_Work to complete_
Reproduce the entries word for word, and omit any picture you find in them.
** Material for the task follows **
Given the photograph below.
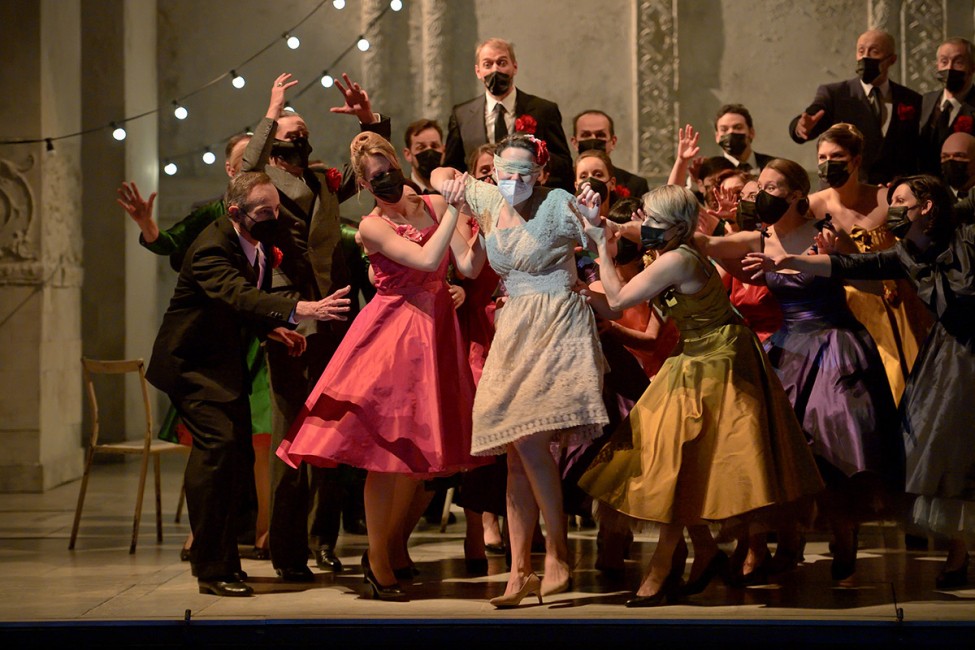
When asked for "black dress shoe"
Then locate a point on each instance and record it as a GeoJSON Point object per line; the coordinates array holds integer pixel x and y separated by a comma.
{"type": "Point", "coordinates": [326, 560]}
{"type": "Point", "coordinates": [953, 579]}
{"type": "Point", "coordinates": [717, 566]}
{"type": "Point", "coordinates": [225, 587]}
{"type": "Point", "coordinates": [296, 574]}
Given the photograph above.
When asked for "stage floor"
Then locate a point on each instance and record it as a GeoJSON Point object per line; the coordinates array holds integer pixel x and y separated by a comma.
{"type": "Point", "coordinates": [46, 587]}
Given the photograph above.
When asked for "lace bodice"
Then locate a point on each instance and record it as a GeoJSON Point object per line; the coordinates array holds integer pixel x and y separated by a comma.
{"type": "Point", "coordinates": [535, 256]}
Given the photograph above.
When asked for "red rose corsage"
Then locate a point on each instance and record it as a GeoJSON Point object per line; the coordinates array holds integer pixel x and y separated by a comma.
{"type": "Point", "coordinates": [526, 124]}
{"type": "Point", "coordinates": [333, 179]}
{"type": "Point", "coordinates": [541, 151]}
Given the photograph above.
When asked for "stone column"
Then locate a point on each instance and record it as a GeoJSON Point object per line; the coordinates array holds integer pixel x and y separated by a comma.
{"type": "Point", "coordinates": [40, 246]}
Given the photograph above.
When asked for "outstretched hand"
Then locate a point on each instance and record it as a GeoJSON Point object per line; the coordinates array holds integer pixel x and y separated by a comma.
{"type": "Point", "coordinates": [589, 202]}
{"type": "Point", "coordinates": [281, 85]}
{"type": "Point", "coordinates": [132, 202]}
{"type": "Point", "coordinates": [356, 100]}
{"type": "Point", "coordinates": [295, 342]}
{"type": "Point", "coordinates": [454, 192]}
{"type": "Point", "coordinates": [687, 144]}
{"type": "Point", "coordinates": [807, 123]}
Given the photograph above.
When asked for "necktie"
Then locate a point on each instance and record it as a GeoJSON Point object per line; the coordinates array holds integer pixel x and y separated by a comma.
{"type": "Point", "coordinates": [500, 126]}
{"type": "Point", "coordinates": [877, 104]}
{"type": "Point", "coordinates": [944, 122]}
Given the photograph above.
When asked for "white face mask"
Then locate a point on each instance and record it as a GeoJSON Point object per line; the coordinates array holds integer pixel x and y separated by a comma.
{"type": "Point", "coordinates": [515, 191]}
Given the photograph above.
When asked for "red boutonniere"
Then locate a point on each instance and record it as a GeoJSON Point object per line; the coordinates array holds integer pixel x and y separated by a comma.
{"type": "Point", "coordinates": [906, 112]}
{"type": "Point", "coordinates": [333, 179]}
{"type": "Point", "coordinates": [526, 124]}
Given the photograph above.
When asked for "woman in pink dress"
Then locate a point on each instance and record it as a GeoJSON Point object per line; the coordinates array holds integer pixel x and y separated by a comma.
{"type": "Point", "coordinates": [397, 395]}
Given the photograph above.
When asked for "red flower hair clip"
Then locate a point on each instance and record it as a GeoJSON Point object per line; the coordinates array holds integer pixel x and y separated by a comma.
{"type": "Point", "coordinates": [333, 179]}
{"type": "Point", "coordinates": [525, 124]}
{"type": "Point", "coordinates": [541, 150]}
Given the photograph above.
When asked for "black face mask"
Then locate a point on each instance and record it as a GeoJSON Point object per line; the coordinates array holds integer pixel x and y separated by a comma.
{"type": "Point", "coordinates": [590, 144]}
{"type": "Point", "coordinates": [868, 69]}
{"type": "Point", "coordinates": [388, 187]}
{"type": "Point", "coordinates": [898, 222]}
{"type": "Point", "coordinates": [769, 207]}
{"type": "Point", "coordinates": [653, 238]}
{"type": "Point", "coordinates": [598, 186]}
{"type": "Point", "coordinates": [834, 173]}
{"type": "Point", "coordinates": [294, 152]}
{"type": "Point", "coordinates": [426, 161]}
{"type": "Point", "coordinates": [955, 173]}
{"type": "Point", "coordinates": [953, 80]}
{"type": "Point", "coordinates": [262, 231]}
{"type": "Point", "coordinates": [745, 216]}
{"type": "Point", "coordinates": [734, 143]}
{"type": "Point", "coordinates": [498, 83]}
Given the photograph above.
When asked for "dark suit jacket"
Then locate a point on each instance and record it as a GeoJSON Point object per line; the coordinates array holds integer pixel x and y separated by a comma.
{"type": "Point", "coordinates": [884, 156]}
{"type": "Point", "coordinates": [466, 132]}
{"type": "Point", "coordinates": [929, 154]}
{"type": "Point", "coordinates": [637, 185]}
{"type": "Point", "coordinates": [201, 349]}
{"type": "Point", "coordinates": [310, 214]}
** End of Material for the task **
_Output of the task_
Given the photograph below.
When asked for "black dress shoe"
Then locate a point on each instance and record it as a GeoJSON Point object per line; the coordinates array holds integer pixel x and y separated by a comma.
{"type": "Point", "coordinates": [326, 560]}
{"type": "Point", "coordinates": [953, 579]}
{"type": "Point", "coordinates": [717, 566]}
{"type": "Point", "coordinates": [225, 587]}
{"type": "Point", "coordinates": [296, 574]}
Given the photograph above.
When asked for "stage floor"
Then locate a point on each instance and record it as a GeoJSON Point object per line; the coordinates array holds integer pixel x and y separated by a comma.
{"type": "Point", "coordinates": [46, 587]}
Given the photograph above.
When asked for "lace bodice"
Then locate a point on each instance and record it as a GeoJSON Point object per line; the coordinates array holds integer pixel x and y separated by a comma.
{"type": "Point", "coordinates": [535, 256]}
Given the photograph above.
When asked for "red rose corsage"
Then locate a point on each instance and record it as a GeoJSON Point object per line; the coordinates array holds integer pixel x and y separated by a comma.
{"type": "Point", "coordinates": [526, 124]}
{"type": "Point", "coordinates": [333, 179]}
{"type": "Point", "coordinates": [541, 151]}
Given the photograph above.
When asked for "stone column"
Then locate a point on each instance and record it as a GeoJSON Point object per line; the coordinates array holds integer pixel x and y separated by a comma.
{"type": "Point", "coordinates": [40, 246]}
Given the photograph above.
When asked for "outstretched hand"
Then locate a point on each instance and record it as a GeoJSON Point object per line; the coordinates array holds integer pixel x and y separated by a comma.
{"type": "Point", "coordinates": [589, 202]}
{"type": "Point", "coordinates": [281, 85]}
{"type": "Point", "coordinates": [132, 202]}
{"type": "Point", "coordinates": [356, 100]}
{"type": "Point", "coordinates": [295, 342]}
{"type": "Point", "coordinates": [454, 192]}
{"type": "Point", "coordinates": [687, 144]}
{"type": "Point", "coordinates": [807, 123]}
Given the photograph above.
When asked for "necktie"
Then locate a point on each instance and record it as a GeoJSON Point object per line; the coordinates array holds integer pixel x and y separated by a comma.
{"type": "Point", "coordinates": [500, 126]}
{"type": "Point", "coordinates": [877, 104]}
{"type": "Point", "coordinates": [944, 122]}
Given the photograph above.
When asked for "white face mask"
Then locate a point on each instance and record it as a GeoJSON Point object per line; the coordinates array holds integer pixel x and y separated by a comma.
{"type": "Point", "coordinates": [515, 191]}
Given the photograph above.
When asked for "red boutonniere"
Then locate a point on each instance and record it as a GeoJSON Point object per line; the coordinates array holds integer pixel x and y separated by a comma.
{"type": "Point", "coordinates": [906, 112]}
{"type": "Point", "coordinates": [333, 179]}
{"type": "Point", "coordinates": [526, 124]}
Given the photograph above.
When asked for "woman in pink dress"
Then locate a point on each instance and record it as a GeoJSON Point object per line; the coordinates array holds integer pixel x and y separated by a comma.
{"type": "Point", "coordinates": [397, 395]}
Given the photograph above.
When asked for "red flower hair clip"
Then locate a point on each instance and record it as a GeoJSON Point object per line; the coordinates array holds integer pixel x and y separated by a comma.
{"type": "Point", "coordinates": [333, 179]}
{"type": "Point", "coordinates": [525, 124]}
{"type": "Point", "coordinates": [541, 150]}
Given the photograph above.
When asked for "black face mask"
Then locate a point on each instance and record it as a GeoJSON Point object per line; the coordinates array holds integer pixel x and y separated by a comma.
{"type": "Point", "coordinates": [590, 144]}
{"type": "Point", "coordinates": [868, 69]}
{"type": "Point", "coordinates": [388, 187]}
{"type": "Point", "coordinates": [898, 222]}
{"type": "Point", "coordinates": [769, 207]}
{"type": "Point", "coordinates": [653, 238]}
{"type": "Point", "coordinates": [598, 186]}
{"type": "Point", "coordinates": [834, 173]}
{"type": "Point", "coordinates": [294, 152]}
{"type": "Point", "coordinates": [426, 161]}
{"type": "Point", "coordinates": [955, 173]}
{"type": "Point", "coordinates": [953, 80]}
{"type": "Point", "coordinates": [262, 231]}
{"type": "Point", "coordinates": [745, 216]}
{"type": "Point", "coordinates": [734, 143]}
{"type": "Point", "coordinates": [498, 83]}
Given the photograph above.
When asked for "dark suit jacket"
Then locate a point on each instance and record it as a GeoJSON Point object per line; the coordinates array holds integer pixel x and y separated by a comma.
{"type": "Point", "coordinates": [884, 156]}
{"type": "Point", "coordinates": [466, 132]}
{"type": "Point", "coordinates": [929, 154]}
{"type": "Point", "coordinates": [637, 185]}
{"type": "Point", "coordinates": [201, 349]}
{"type": "Point", "coordinates": [310, 214]}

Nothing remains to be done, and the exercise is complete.